## Exercise instructions
Could you give the data again with "embroidered trim" swapped for "stitched border" and everything else left the same?

## Dataset extract
================

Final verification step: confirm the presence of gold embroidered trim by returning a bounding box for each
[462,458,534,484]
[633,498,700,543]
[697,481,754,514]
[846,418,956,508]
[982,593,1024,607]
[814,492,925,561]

================

## Response
Final verification step: confirm the presence of gold stitched border by returning a bounding box for each
[462,458,534,484]
[633,498,700,543]
[697,481,754,514]
[846,418,956,508]
[982,593,1024,607]
[814,492,925,561]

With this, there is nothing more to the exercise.